* **Action item**
Restate each entry exactly, without pictures.

* **Data entries**
Segment Open

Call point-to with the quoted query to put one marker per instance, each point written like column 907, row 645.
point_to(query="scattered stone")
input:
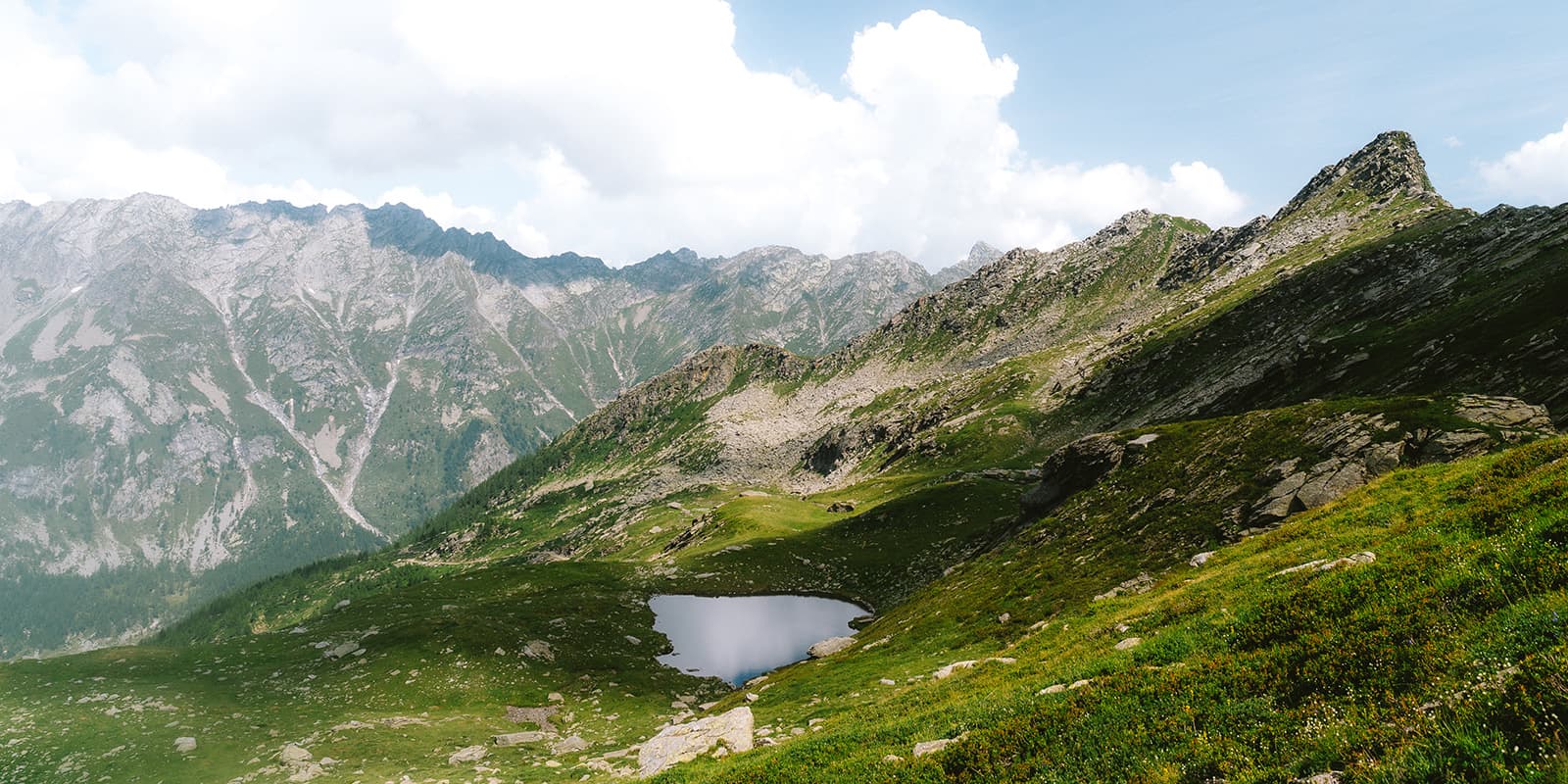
column 1322, row 564
column 1321, row 778
column 729, row 731
column 342, row 650
column 568, row 745
column 1136, row 585
column 949, row 670
column 830, row 647
column 1142, row 443
column 932, row 747
column 968, row 663
column 533, row 715
column 516, row 739
column 467, row 755
column 1504, row 413
column 1073, row 467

Segment Closed

* **Written response**
Call point-to with the quoted query to put one marker per instance, each point written like column 907, row 645.
point_to(query="scattered stone")
input:
column 1322, row 564
column 1321, row 778
column 729, row 731
column 342, row 650
column 568, row 745
column 1136, row 585
column 949, row 670
column 830, row 647
column 1142, row 443
column 932, row 747
column 968, row 663
column 533, row 715
column 516, row 739
column 467, row 755
column 1504, row 413
column 1073, row 467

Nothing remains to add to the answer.